» Set problem
Copy out the article about the Alliance for the Future of the Internet below, word for word and in full.

* BEGIN Selected passage *

FIRST RULE OF THE ALLIANCE: DON’T TALK ABOUT THE ALLIANCE
IT WAS SUPPOSED to be Washington’s coming-out party on digital policymaking. At the sidelines of this week’s Summit for Democracy, Joe Biden’s administration had planned to announce the “Alliance for the Future of the Internet,” a United States-led push to put democratic principles like freedom of speech and the free flow of data at the heart of global tech rulemaking. There was just one problem: it got postponed until 2022 after officials couldn’t get the proposal over the line in time.
The plan looked interesting. “Countries should come together and lay out a positive vision for the internet and commit to working collectively and with other stakeholders to achieve it,” according to a draft presentation about the Alliance obtained by Digital Bridge. That included principles like the internet should remain open and secure; people’s data should be protected; countries should counter cyber threats; and businesses must compete fairly, no matter their size.
Yet talking to officials (both those involved in the Alliance and those invited to join), it’s hard not to scratch my head and ask: what exactly does Washington want to achieve with this? Initial draft proposals focused on trade-related issues like data and combating China. Subsequent documents toned down that language to focus on more bland concepts like internet freedoms. Everywhere you looked, cybersecurity threats and combatting authoritarianism were central to the plans.

* END Selected passage *
* BEGIN Entries shown *

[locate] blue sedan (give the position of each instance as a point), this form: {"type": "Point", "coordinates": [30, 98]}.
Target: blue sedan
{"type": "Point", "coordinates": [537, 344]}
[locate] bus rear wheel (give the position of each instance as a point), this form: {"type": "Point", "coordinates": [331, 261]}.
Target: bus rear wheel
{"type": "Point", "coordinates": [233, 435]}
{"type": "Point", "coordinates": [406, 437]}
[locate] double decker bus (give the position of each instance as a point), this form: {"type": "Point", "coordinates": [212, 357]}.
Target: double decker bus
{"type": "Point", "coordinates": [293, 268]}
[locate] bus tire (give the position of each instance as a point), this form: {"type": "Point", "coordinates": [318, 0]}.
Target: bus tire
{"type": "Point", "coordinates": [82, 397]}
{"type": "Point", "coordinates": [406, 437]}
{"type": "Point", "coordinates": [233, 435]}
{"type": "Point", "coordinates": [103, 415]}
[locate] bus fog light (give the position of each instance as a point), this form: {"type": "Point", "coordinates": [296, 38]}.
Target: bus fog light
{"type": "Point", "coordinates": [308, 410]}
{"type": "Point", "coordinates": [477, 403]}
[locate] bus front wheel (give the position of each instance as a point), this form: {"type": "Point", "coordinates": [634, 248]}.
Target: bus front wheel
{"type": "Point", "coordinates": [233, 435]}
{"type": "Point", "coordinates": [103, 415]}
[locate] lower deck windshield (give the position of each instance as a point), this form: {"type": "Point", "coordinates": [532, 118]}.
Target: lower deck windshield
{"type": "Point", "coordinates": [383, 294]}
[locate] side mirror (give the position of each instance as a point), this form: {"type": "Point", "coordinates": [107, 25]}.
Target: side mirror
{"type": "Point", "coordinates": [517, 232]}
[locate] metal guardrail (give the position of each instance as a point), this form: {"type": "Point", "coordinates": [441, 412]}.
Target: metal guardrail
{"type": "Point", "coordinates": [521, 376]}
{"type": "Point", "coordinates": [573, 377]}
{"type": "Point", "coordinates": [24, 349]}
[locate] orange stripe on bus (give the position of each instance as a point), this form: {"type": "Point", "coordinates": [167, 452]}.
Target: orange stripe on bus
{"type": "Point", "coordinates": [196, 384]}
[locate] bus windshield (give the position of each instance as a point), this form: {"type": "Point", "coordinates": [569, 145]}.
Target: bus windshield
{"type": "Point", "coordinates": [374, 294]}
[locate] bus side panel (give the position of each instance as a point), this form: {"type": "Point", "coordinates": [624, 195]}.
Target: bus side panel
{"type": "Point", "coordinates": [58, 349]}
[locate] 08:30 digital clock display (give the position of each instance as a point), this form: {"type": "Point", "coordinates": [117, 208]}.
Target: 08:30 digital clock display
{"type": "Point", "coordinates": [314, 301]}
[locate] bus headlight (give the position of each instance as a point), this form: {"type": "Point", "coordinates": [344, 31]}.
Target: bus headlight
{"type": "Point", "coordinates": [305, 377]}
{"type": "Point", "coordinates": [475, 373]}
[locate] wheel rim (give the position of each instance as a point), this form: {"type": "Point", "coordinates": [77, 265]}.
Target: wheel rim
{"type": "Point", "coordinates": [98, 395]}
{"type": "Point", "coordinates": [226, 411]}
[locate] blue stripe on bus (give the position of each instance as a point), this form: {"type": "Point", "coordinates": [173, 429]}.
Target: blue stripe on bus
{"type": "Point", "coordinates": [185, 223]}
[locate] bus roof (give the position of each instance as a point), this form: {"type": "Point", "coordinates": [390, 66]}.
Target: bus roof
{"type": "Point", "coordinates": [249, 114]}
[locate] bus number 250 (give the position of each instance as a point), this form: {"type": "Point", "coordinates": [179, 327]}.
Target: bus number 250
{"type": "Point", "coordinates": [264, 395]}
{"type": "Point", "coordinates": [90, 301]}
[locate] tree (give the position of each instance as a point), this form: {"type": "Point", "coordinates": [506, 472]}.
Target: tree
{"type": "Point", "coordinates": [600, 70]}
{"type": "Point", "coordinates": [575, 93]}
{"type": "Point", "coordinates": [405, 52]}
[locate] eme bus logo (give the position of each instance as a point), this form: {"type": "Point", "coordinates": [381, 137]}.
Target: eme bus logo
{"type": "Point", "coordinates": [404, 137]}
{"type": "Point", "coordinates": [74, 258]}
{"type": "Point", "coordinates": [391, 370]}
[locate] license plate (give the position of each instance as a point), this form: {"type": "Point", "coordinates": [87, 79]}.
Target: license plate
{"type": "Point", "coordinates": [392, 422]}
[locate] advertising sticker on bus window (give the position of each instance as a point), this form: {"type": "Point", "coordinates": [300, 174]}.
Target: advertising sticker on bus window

* END Entries shown *

» Exercise response
FIRST RULE OF THE ALLIANCE: DON’T TALK ABOUT THE ALLIANCE
IT WAS SUPPOSED to be Washington’s coming-out party on digital policymaking. At the sidelines of this week’s Summit for Democracy, Joe Biden’s administration had planned to announce the “Alliance for the Future of the Internet,” a United States-led push to put democratic principles like freedom of speech and the free flow of data at the heart of global tech rulemaking. There was just one problem: it got postponed until 2022 after officials couldn’t get the proposal over the line in time.
The plan looked interesting. “Countries should come together and lay out a positive vision for the internet and commit to working collectively and with other stakeholders to achieve it,” according to a draft presentation about the Alliance obtained by Digital Bridge. That included principles like the internet should remain open and secure; people’s data should be protected; countries should counter cyber threats; and businesses must compete fairly, no matter their size.
Yet talking to officials (both those involved in the Alliance and those invited to join), it’s hard not to scratch my head and ask: what exactly does Washington want to achieve with this? Initial draft proposals focused on trade-related issues like data and combating China. Subsequent documents toned down that language to focus on more bland concepts like internet freedoms. Everywhere you looked, cybersecurity threats and combatting authoritarianism were central to the plans.